● **Work instruction**: Please reproduce each line of the data below exactly as shown.

● **Material for this task**:
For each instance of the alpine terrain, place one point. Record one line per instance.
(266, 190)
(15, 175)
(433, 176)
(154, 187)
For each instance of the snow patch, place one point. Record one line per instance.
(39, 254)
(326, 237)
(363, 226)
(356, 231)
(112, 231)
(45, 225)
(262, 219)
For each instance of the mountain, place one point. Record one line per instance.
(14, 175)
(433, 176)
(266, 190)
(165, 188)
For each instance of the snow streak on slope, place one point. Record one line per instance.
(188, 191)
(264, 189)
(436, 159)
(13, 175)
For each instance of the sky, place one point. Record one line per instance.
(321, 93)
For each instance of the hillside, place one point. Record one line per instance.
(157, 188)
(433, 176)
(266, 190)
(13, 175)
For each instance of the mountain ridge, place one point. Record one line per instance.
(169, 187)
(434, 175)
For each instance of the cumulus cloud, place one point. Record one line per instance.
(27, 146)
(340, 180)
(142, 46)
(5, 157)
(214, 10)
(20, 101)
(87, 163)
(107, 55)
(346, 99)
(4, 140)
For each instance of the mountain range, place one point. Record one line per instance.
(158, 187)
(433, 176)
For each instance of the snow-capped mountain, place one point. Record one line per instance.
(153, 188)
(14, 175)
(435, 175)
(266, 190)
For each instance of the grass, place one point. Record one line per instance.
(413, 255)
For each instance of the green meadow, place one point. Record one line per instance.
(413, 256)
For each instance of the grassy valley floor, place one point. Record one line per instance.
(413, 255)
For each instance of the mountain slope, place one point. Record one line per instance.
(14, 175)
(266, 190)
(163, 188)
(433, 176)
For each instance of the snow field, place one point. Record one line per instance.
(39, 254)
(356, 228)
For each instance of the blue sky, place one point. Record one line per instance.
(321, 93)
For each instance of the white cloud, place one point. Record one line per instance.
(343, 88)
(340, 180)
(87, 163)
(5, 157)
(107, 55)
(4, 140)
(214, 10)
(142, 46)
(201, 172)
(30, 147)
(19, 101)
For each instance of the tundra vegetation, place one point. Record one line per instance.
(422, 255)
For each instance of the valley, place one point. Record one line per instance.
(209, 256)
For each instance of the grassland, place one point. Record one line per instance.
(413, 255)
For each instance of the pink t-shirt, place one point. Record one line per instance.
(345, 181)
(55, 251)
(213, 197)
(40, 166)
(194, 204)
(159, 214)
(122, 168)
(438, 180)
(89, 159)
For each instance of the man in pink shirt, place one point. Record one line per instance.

● **Response**:
For each instance of the alpine terrain, place one point. Record one line per instance.
(266, 190)
(15, 175)
(433, 176)
(154, 187)
For each instance of the snow patch, place one point. Record one line per instance.
(39, 254)
(326, 237)
(363, 226)
(356, 231)
(112, 231)
(45, 225)
(262, 219)
For each instance of the mountain, place one point. Record one line per instance.
(14, 175)
(433, 176)
(266, 190)
(165, 188)
For each instance of the snow streak on slope, place one point. Record one line per instance.
(188, 191)
(264, 189)
(436, 159)
(13, 175)
For each instance of the sky, place one point. Record one line per instance.
(321, 93)
For each instance of the hillside, place one point. Record one line per instance.
(157, 188)
(433, 176)
(266, 190)
(13, 175)
For each instance of the mountain ridge, place one point. Record one line per instance.
(169, 187)
(434, 175)
For each instance of the cumulus cloud, place one point. Record one line per instance.
(27, 146)
(340, 180)
(142, 46)
(5, 157)
(214, 10)
(20, 101)
(87, 163)
(107, 55)
(346, 99)
(4, 140)
For each instance of the mountain range, place one point. Record one line per instance.
(158, 187)
(433, 176)
For each instance of the snow-capped mountain, place one point. Record one line per instance.
(153, 188)
(14, 175)
(435, 175)
(266, 190)
For each instance of the grass, place one point. Record one line per instance.
(413, 255)
For each instance of the green meadow, place one point. Record one line per instance.
(413, 256)
For each instance of the grassy valley floor, place one point. Record one line per instance.
(413, 255)
For each instance of the mountain slope, place one point. Record one line per instance.
(14, 175)
(266, 190)
(163, 188)
(433, 176)
For each instance of the snow field, place one point. Record one line per instance.
(39, 254)
(356, 228)
For each instance of the blue sky, place one point. Record one line per instance.
(321, 93)
For each instance of the white cloud, place one point. Record one line per instance.
(343, 88)
(340, 180)
(87, 163)
(5, 157)
(107, 55)
(4, 140)
(214, 10)
(142, 46)
(201, 172)
(30, 147)
(19, 101)
For each instance of the tundra vegetation, place one point. Record one line per instance.
(422, 255)
For each instance of the valley, place one point. Record one line per instance.
(209, 256)
For each instance of the grassland, place one point. Record one line per instance.
(413, 255)
For each instance of the pink t-shirt, place one point. Record one line per instance.
(345, 181)
(55, 251)
(213, 197)
(40, 166)
(194, 204)
(159, 214)
(122, 168)
(438, 180)
(89, 159)
For each instance of the man in pink shirt, place one point. Record one line per instance.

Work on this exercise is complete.